→ EXERCISE REQUIREMENTS
Arrange all the items below as a two-column CSV with the headers item_text and answer, one row per item. Put each item's text and its answer in one quoted field each, turn any line breaks into spaces, and leave the pictures out.

→ EXTRACTED RECORDS
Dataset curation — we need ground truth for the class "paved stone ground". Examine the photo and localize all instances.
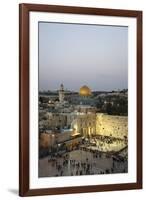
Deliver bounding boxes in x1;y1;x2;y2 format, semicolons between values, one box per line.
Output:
39;150;127;177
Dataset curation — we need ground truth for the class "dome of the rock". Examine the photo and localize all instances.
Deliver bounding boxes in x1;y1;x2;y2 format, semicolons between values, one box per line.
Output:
79;85;91;97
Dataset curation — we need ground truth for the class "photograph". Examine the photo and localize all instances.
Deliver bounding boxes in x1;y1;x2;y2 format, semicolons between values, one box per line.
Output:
38;21;128;178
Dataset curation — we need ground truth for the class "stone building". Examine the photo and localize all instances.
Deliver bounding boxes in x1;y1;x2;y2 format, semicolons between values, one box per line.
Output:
96;113;128;139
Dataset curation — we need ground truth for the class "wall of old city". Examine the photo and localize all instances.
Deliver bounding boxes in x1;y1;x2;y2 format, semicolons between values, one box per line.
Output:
96;113;128;139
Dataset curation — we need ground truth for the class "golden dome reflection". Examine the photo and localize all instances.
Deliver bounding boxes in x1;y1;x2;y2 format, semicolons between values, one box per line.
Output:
79;85;91;97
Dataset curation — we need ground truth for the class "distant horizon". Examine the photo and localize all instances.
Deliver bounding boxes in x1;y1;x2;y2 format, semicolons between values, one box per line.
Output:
39;22;128;91
39;88;128;93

→ FINAL RESULT
item_text,answer
"Dataset curation — we need ground truth for the class ""paved stone ground"". Examine the photo and localize all instances. Deliver bounding boxes in x1;y1;x2;y2 format, semicolons between values, one box per line. Output:","39;150;127;177"
"Dataset curation — we need ground truth for the class ""dome of the rock"". Examine the photo and localize all instances. Deliver bounding boxes in x1;y1;x2;y2 format, semicolons between values, one box per line. Output:","79;85;91;97"
"Dataset curation — we need ground truth for the class ""photograph"". Examine the photo and localize all instances. Deliver bounding boxes in x1;y1;x2;y2 format, semicolons between values, one box per line. Output:","38;21;128;178"
"Dataset curation — we need ground truth for the class ""stone building"". Examine the photo and localize all instances. Deliver bounding boxes in x1;y1;x2;y2 format, semicolons between values, one box per line. Output:","96;113;128;139"
"Dataset curation — we need ground truth for the class ""wall of old city"". Examine the photo and localize all instances. Deliver bounding boxes in x1;y1;x2;y2 format, semicolons between values, one box per line. Output:","96;113;128;139"
"Dataset curation — we need ground truth for the class ""golden dome reflection"". Examine the photo and localize all instances. Deliver bounding boxes in x1;y1;x2;y2 format, semicolons between values, one box per line. Output:","79;85;91;97"
"Dataset curation — we need ground truth for the class ""distant horizon"". Examine the photo and localize all instances. Deliver bounding boxes in x1;y1;x2;y2 format, semicolons between values, one box per line. Output:","39;22;128;91 39;88;128;93"